Aim of the task –
Drop every picture and give the entries back exactly.

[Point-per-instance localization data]
BEGIN
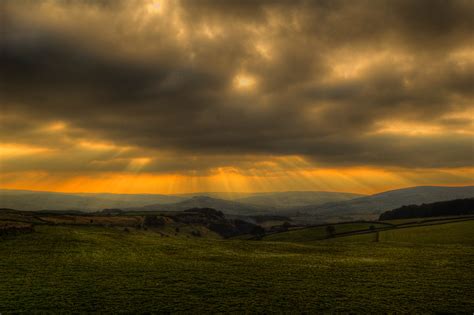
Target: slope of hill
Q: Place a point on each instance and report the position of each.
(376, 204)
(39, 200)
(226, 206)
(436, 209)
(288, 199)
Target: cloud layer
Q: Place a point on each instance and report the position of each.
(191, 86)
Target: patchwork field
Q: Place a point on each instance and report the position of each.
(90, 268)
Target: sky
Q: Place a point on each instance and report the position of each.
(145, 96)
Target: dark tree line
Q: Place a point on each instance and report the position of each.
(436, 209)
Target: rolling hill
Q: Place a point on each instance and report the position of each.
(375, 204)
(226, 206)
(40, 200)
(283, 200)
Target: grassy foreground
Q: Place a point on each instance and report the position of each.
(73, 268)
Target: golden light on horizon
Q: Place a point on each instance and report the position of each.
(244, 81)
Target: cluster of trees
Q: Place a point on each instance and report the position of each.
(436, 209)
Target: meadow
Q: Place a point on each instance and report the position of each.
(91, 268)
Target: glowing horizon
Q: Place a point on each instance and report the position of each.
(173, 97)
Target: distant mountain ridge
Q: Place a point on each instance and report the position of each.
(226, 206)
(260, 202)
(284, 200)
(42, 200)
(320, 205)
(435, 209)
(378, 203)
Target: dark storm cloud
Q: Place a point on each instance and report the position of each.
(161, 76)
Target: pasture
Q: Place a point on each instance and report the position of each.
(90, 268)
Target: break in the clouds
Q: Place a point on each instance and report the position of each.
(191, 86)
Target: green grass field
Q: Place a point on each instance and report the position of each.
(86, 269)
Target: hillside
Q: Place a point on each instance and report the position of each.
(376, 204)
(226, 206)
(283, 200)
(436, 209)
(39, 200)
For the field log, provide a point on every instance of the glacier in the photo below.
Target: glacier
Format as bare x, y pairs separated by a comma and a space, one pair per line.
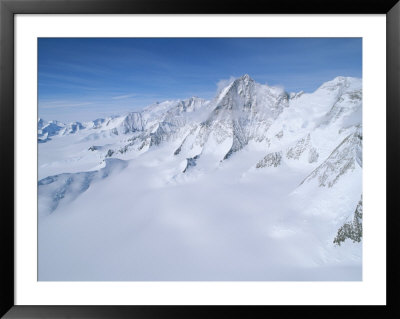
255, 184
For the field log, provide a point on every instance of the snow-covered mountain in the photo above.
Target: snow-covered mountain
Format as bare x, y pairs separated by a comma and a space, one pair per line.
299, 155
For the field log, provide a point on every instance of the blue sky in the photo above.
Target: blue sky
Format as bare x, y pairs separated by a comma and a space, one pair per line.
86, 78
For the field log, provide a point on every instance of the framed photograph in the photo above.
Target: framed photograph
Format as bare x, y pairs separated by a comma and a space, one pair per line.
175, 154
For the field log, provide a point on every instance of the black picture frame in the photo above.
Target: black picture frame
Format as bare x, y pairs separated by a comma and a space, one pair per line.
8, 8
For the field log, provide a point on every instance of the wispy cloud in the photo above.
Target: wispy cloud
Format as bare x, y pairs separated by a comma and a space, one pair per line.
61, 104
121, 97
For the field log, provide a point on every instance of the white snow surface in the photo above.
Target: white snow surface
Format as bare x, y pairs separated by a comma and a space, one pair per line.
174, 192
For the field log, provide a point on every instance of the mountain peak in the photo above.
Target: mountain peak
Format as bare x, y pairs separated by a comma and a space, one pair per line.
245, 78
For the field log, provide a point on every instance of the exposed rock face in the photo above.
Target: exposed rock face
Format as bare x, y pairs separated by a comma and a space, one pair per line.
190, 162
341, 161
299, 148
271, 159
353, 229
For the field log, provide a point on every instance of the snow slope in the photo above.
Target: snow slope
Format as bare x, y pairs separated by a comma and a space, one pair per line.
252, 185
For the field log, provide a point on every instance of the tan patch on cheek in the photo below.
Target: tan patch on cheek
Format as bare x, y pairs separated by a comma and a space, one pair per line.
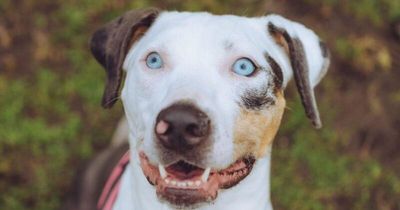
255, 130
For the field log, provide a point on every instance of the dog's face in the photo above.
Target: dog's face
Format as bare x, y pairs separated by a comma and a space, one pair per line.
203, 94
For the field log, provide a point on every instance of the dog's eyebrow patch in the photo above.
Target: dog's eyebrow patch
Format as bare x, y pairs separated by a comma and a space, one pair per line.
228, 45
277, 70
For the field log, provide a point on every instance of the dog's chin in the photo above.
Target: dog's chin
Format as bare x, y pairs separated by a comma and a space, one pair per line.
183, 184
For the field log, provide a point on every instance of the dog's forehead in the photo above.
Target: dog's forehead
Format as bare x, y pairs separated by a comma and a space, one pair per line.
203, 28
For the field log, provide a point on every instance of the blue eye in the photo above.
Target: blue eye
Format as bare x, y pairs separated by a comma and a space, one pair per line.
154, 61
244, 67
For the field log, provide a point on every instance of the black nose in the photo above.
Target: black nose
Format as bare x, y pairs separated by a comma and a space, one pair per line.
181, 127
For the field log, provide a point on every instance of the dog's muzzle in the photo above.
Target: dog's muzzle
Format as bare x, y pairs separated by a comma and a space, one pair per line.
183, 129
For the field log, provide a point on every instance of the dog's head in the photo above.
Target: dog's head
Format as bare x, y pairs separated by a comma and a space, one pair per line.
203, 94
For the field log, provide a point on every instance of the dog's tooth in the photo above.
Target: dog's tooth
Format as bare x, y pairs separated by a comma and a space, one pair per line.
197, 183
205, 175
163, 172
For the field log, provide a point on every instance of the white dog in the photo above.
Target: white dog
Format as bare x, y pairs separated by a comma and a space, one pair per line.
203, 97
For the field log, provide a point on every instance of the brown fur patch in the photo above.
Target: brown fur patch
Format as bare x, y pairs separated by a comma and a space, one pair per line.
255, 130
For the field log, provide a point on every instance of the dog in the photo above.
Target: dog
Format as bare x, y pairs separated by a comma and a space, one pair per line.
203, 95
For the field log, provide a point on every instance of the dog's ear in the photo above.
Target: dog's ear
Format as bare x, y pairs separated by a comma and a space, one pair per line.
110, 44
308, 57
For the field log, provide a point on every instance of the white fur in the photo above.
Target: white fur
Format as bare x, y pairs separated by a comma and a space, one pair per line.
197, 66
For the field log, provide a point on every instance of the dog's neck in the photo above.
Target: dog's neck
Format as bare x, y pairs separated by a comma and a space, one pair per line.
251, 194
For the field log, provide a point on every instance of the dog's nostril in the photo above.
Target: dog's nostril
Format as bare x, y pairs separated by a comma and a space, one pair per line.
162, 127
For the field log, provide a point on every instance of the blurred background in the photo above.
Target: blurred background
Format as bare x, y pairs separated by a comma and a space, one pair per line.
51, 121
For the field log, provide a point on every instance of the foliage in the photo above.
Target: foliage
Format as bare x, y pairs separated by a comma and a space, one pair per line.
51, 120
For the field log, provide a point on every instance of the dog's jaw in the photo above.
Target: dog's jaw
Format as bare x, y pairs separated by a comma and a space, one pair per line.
END
Problem solution –
Target: slope of hill
Q: Place a point on each instance and report the position of each.
(376, 204)
(39, 200)
(226, 206)
(436, 209)
(288, 199)
Target: cloud layer
Q: Place a point on each instance and report the position of each.
(191, 86)
Target: patchwork field
Q: Place a point on each instance and report the position of each.
(90, 268)
Target: sky
Q: Place a point on each instance and report the position of each.
(145, 96)
Target: dark tree line
Q: Place a point on each instance and report the position of each.
(436, 209)
Target: rolling hill
Q: Place a point on each instance and report the position of each.
(375, 204)
(226, 206)
(40, 200)
(283, 200)
Target: grassy foreground
Q: Place a point on each instance and report the position of each.
(73, 268)
Target: golden light on horizon
Q: Place a point on each instance and report the position of each.
(244, 81)
Target: cluster of trees
Q: Place a point on each instance and report the position of each.
(436, 209)
Target: meadow
Q: Place a point on each instance and report the position of each.
(91, 268)
Target: glowing horizon
Q: Place a point on each instance and report the position of each.
(173, 97)
Target: distant mountain ridge
Q: Place a point on each instance and report the position of each.
(226, 206)
(260, 202)
(284, 200)
(42, 200)
(320, 205)
(435, 209)
(378, 203)
Target: dark storm cloud
Q: Place a point on each instance and report the position of each.
(161, 76)
Target: pasture
Q: Place a point on each instance and report the position of each.
(90, 268)
Target: break in the clouds
Q: Place a point on each instance and report the position of each.
(191, 86)
Target: green grass field
Q: Place a point on each instance and report the position of each.
(86, 269)
Target: hillside
Q: Place a point on each instance and report the position of each.
(376, 204)
(226, 206)
(283, 200)
(436, 209)
(39, 200)
For the field log, provide a point on every instance of the glacier in the photo below.
Target: glacier
Format as bare x, y pairs separated by a comma and a space, one pair per line.
255, 184
For the field log, provide a point on every instance of the snow-covered mountain in the photo above.
Target: snow-covered mountain
Format as bare x, y pairs separated by a comma and a space, one pair per line.
299, 155
For the field log, provide a point on every instance of the blue sky in the photo above.
Target: blue sky
Format as bare x, y pairs separated by a comma and a space, one pair per line.
86, 78
For the field log, provide a point on every instance of the framed photograph in the photo above.
Target: framed photograph
Format as bare x, y pairs separated by a comma and a space, one pair per line.
175, 154
For the field log, provide a point on every instance of the black picture frame in the photo above.
Target: black picture frame
Format as bare x, y pairs separated by a comma and a space, one pair per line.
8, 8
For the field log, provide a point on every instance of the wispy cloud in the photo above.
Target: wispy cloud
Format as bare x, y pairs separated by a comma and a space, one pair per line.
61, 104
121, 97
For the field log, provide a point on every instance of the white snow surface in the photo above.
Target: white snow surface
Format as bare x, y pairs separated by a comma and a space, one pair per line.
174, 192
For the field log, provide a point on every instance of the mountain peak in the photo above.
Target: mountain peak
Format as bare x, y pairs separated by a comma and a space, one pair per line.
245, 78
For the field log, provide a point on every instance of the exposed rock face in the photo above.
Target: exposed rock face
Format as bare x, y pairs separated by a comma and a space, one pair per line.
190, 162
341, 161
299, 148
271, 159
353, 229
For the field log, provide a point on every instance of the snow slope in the photo above.
Target: snow slope
Format as bare x, y pairs separated by a comma and a space, one pair per line.
252, 185
For the field log, provide a point on every instance of the tan patch on cheek in the photo below.
Target: tan patch on cheek
Format as bare x, y pairs separated by a comma and a space, one pair per line.
255, 130
For the field log, provide a point on every instance of the dog's face in the photo above.
Target: dog's face
Format as bare x, y pairs separated by a comma and a space, one pair per line.
203, 94
For the field log, provide a point on every instance of the dog's eyebrow patch in the photo above.
Target: dog's eyebrow patch
Format as bare x, y pairs separated by a comma and a space, one pair per line.
228, 45
277, 70
For the field log, provide a point on every instance of the dog's chin in the photo above.
Target: dog's chin
Format as bare x, y pairs separated by a comma and a space, one pair per line.
183, 184
For the field log, provide a point on every instance of the dog's forehead in the photo above.
Target: dog's forehead
Format as bare x, y pairs separated by a comma and a space, one pair per line.
203, 28
For the field log, provide a point on every instance of the blue eye in the photo above.
Target: blue eye
Format as bare x, y pairs separated by a comma and a space, one pair per line.
154, 61
244, 67
For the field log, provide a point on every instance of the black nose in the photo above.
Target: black nose
Format as bare x, y pairs separated by a comma and a space, one pair per line.
181, 127
For the field log, provide a point on every instance of the dog's muzzle in the photo above.
Target: dog's muzzle
Format as bare x, y pairs separated by a comma and a space, one pair per line.
183, 129
For the field log, provide a point on every instance of the dog's head in the photo above.
Target: dog's head
Format as bare x, y pairs separated by a comma and a space, one pair per line.
203, 94
For the field log, provide a point on every instance of the dog's tooth in the photo above.
Target: dog's tooth
Format as bare x, y pairs separated by a comma and a space, one pair per line.
197, 183
205, 175
163, 172
For the field log, provide a point on every instance of the white dog in the photo above.
Target: white dog
Format as bare x, y pairs separated by a comma and a space, one pair per line.
203, 97
For the field log, provide a point on every instance of the brown fur patch in the photo above.
Target: brown fur patch
Format as bare x, y pairs separated by a comma and a space, one pair per line.
255, 130
For the field log, provide a point on every instance of the dog in the photo above.
Target: dog
Format as bare x, y pairs separated by a comma and a space, one pair per line.
203, 95
For the field log, provide a point on every instance of the dog's ear in the photo above.
Target: dog's ear
Format as bare x, y pairs separated by a comma and a space, one pair per line.
110, 44
308, 57
For the field log, provide a point on every instance of the white fur in the photo above.
Target: white fur
Format as bare x, y pairs separated by a comma and a space, one pair per line.
197, 66
For the field log, provide a point on every instance of the dog's neck in the photo above.
Target: dog's neck
Format as bare x, y pairs separated by a comma and a space, one pair per line.
251, 194
For the field log, provide a point on every instance of the dog's nostril in the photo above.
Target: dog's nostril
Format as bare x, y pairs separated by a comma and a space, one pair per line.
162, 127
For the field log, provide a point on every instance of the blurred background in the photo above.
Target: blurred background
Format as bare x, y pairs separated by a comma and a space, one pair per line.
51, 121
For the field log, provide a point on every instance of the foliage in the photo above.
Target: foliage
Format as bare x, y pairs separated by a comma and a space, one pair per line.
51, 120
For the field log, provide a point on every instance of the dog's jaw in the photo above.
Target: dog's jaw
Format as bare x, y pairs separated by a comma and a space, one pair per line.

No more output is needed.